* Texto de estudo:
════════════════
Nos meses finais de 2024, em meio a uma ofensiva de suas tropas, Zelensky renovou as esperanças de entrar na Otan depois de pedir ajuda ao então presidente dos EUA, Joe Biden. Em declarações, o líder ucraniano dizia que a “sobrevivência” do país dependia desse aval.

O democrata havia autorizado os ucranianos a atacar o território russo com mísseis americanos de longo alcance, em mais um sinal de forte apoio à Ucrânia — meses antes, a Casa Branca enviou um pacote de US$ 60 bilhões (cerca de R$ 366 bilhões, na cotação atual) para financiar Kiev no confronto.

Desde 20 de janeiro, com Donald Trump no cargo, a configuração mudou. O republicano, que já na campanha eleitoral prometeu encerrar “rapidamente” essa guerra, condicionou a manutenção do apoio financeiro a um acordo que envolveria a troca por terras raras ucranianas e ligou para Vladimir Putin, por quem nutre admiração.
════════════════
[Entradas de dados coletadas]
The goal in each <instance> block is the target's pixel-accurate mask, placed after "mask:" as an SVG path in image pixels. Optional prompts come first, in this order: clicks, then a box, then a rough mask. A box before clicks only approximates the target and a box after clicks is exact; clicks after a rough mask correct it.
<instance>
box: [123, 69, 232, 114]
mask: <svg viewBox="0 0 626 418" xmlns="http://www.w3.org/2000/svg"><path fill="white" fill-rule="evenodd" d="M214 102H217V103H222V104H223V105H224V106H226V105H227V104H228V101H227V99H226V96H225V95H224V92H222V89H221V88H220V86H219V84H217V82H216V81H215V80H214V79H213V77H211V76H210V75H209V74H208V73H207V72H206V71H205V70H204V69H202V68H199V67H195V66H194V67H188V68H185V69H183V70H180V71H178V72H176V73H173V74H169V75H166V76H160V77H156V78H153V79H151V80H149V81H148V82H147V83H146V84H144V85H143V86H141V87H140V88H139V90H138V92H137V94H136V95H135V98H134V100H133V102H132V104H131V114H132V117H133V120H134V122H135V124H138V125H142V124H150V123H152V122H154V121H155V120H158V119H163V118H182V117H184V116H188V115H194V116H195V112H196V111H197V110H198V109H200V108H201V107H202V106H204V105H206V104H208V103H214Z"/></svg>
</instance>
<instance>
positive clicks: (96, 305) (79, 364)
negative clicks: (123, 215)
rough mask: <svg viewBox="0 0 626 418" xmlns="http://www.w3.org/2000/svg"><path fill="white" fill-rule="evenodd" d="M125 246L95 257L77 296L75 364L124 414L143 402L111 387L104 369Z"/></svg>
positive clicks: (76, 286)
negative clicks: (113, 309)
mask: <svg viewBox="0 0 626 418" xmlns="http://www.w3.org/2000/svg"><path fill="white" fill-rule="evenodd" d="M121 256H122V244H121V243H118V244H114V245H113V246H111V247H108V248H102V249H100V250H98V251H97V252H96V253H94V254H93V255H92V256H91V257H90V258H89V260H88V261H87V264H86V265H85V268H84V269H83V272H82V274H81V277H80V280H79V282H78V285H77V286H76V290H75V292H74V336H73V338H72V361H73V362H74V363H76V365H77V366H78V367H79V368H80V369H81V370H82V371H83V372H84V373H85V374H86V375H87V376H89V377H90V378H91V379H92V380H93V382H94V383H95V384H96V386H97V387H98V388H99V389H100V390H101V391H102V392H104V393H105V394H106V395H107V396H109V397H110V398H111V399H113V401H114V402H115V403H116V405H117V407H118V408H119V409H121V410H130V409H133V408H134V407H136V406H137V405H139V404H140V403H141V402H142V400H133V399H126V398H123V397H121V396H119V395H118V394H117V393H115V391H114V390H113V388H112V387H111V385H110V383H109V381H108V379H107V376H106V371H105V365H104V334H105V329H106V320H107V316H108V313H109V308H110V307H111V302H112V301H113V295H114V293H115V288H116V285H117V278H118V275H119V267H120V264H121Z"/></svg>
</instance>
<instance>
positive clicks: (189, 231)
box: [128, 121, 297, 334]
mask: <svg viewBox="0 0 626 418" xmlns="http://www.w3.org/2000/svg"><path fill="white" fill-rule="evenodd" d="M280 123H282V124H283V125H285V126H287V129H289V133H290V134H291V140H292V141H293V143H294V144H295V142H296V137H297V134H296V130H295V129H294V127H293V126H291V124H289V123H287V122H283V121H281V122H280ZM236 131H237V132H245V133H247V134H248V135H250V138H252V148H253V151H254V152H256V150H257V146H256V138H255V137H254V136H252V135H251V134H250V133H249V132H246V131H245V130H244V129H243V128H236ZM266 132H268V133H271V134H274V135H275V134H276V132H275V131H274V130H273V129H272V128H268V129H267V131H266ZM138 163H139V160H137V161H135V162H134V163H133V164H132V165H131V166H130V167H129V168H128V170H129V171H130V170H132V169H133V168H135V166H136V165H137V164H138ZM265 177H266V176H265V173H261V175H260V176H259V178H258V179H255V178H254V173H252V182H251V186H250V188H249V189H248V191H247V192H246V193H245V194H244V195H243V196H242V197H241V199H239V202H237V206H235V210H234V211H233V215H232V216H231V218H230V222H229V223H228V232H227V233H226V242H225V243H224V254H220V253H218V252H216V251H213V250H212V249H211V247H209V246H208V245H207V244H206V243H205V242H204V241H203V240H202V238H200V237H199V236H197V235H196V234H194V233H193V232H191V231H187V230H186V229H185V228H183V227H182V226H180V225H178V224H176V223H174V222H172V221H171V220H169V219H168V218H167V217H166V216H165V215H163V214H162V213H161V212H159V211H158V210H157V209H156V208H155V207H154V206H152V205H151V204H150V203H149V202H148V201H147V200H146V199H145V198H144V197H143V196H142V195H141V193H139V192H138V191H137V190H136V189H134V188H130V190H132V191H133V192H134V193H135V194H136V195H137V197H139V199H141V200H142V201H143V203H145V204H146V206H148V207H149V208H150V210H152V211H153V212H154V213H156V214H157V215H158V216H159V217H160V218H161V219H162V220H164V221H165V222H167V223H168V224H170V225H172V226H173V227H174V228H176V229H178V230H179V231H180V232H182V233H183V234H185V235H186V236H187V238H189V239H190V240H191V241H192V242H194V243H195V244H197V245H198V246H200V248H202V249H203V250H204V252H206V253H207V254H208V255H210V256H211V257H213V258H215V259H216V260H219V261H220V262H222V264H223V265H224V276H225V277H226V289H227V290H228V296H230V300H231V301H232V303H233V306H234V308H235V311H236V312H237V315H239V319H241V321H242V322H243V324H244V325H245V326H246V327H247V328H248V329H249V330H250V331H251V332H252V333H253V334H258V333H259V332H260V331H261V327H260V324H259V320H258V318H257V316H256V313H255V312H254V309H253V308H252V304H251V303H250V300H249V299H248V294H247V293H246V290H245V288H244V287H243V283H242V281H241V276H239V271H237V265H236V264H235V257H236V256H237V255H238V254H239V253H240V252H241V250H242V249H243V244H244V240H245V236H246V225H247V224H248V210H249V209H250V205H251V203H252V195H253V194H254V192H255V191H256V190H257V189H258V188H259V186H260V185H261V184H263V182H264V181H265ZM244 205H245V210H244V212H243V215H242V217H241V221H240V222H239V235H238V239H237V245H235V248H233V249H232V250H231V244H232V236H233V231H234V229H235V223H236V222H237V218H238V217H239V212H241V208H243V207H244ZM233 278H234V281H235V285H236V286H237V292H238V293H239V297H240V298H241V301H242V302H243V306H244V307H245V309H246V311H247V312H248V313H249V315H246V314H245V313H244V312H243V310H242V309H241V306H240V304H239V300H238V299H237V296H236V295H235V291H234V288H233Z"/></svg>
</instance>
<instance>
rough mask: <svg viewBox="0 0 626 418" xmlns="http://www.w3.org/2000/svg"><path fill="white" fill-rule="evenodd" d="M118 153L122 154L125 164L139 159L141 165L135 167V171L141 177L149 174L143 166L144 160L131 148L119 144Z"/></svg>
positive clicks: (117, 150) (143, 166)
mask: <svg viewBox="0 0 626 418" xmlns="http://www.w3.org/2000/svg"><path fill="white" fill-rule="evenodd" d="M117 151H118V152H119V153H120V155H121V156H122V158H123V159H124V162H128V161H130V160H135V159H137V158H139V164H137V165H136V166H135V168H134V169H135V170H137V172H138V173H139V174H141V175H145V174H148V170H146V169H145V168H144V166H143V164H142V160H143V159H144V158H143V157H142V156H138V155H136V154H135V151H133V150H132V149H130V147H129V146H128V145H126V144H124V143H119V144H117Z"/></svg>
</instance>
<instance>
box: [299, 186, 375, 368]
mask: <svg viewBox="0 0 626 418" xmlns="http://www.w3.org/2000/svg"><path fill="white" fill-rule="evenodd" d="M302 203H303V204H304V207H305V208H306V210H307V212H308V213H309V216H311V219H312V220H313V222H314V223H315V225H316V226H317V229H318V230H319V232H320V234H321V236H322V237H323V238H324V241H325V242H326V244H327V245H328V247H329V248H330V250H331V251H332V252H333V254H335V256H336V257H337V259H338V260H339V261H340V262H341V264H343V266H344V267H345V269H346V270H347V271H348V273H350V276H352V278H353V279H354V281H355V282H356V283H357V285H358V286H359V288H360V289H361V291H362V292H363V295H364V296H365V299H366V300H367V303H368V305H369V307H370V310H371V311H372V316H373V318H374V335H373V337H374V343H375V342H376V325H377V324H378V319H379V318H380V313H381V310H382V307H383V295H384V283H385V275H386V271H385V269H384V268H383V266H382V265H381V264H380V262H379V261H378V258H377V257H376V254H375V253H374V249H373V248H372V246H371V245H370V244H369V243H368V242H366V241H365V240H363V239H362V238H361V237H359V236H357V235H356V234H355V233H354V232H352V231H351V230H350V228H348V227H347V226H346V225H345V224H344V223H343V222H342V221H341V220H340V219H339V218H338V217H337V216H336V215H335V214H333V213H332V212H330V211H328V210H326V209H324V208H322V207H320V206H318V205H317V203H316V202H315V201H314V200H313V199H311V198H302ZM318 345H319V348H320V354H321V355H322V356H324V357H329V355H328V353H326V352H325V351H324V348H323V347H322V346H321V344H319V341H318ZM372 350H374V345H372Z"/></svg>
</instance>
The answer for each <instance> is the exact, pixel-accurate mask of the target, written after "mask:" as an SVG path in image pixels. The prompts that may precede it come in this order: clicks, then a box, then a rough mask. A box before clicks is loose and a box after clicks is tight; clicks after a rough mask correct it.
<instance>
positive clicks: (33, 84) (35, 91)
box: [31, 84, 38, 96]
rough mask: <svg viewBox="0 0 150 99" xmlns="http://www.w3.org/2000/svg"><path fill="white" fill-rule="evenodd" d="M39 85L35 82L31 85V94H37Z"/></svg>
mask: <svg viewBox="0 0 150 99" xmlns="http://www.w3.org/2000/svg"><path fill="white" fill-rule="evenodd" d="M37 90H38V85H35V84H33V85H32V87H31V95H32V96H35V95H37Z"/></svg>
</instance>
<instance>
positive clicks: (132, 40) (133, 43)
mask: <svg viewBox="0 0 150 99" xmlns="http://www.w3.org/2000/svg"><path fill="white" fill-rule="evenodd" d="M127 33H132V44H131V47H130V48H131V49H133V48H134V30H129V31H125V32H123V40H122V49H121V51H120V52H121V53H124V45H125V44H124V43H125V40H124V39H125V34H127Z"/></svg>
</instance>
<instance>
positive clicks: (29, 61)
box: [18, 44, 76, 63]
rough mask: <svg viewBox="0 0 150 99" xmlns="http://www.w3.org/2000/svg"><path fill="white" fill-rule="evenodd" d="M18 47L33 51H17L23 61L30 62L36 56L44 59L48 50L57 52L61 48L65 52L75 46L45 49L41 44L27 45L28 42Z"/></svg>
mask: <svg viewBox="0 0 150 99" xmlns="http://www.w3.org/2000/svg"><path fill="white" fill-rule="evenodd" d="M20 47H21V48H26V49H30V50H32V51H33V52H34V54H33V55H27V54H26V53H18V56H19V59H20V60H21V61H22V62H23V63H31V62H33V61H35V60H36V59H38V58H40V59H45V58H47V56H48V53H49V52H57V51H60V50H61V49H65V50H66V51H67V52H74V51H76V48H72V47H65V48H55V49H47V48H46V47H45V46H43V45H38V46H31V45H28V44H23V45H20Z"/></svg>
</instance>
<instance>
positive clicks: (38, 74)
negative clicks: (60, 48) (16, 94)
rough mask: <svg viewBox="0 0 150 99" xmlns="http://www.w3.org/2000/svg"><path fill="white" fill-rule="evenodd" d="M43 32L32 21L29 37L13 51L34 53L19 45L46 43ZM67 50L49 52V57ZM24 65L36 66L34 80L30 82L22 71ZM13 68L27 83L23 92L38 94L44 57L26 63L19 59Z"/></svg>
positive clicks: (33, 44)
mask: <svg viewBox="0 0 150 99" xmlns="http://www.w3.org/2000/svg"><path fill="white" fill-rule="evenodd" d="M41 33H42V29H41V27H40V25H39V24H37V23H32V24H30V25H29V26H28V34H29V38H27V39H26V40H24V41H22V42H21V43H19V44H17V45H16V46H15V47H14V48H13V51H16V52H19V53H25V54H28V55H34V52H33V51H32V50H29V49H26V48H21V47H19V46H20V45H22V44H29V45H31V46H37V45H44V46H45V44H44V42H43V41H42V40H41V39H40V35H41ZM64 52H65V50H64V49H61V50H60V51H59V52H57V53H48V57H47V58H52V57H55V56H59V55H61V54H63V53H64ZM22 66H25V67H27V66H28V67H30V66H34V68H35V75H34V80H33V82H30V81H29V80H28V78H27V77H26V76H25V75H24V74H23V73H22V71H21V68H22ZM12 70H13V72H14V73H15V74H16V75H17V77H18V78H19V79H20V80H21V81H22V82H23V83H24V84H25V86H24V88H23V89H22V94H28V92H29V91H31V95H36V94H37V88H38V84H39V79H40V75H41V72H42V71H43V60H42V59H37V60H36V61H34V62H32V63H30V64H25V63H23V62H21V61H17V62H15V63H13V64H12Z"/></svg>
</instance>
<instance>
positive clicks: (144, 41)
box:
════════════════
* Enunciado 1: No texto sobre a guerra na Ucrânia, reescreva o trecho de "O democrata havia" até "Kiev no confronto.", substituindo "Casa Branca" por "administração americana".
* Enunciado 2: Selecione e copie todas as linhas que contêm a sequência "positive".

* Resultado da tarefa 1:
O democrata havia autorizado os ucranianos a atacar o território russo com mísseis americanos de longo alcance, em mais um sinal de forte apoio à Ucrânia — meses antes, a administração americana enviou um pacote de US$ 60 bilhões (cerca de R$ 366 bilhões, na cotação atual) para financiar Kiev no confronto.

* Resultado da tarefa 2:
positive clicks: (96, 305) (79, 364)
positive clicks: (76, 286)
positive clicks: (189, 231)
positive clicks: (117, 150) (143, 166)
positive clicks: (33, 84) (35, 91)
positive clicks: (132, 40) (133, 43)
positive clicks: (29, 61)
positive clicks: (38, 74)
positive clicks: (33, 44)
positive clicks: (144, 41)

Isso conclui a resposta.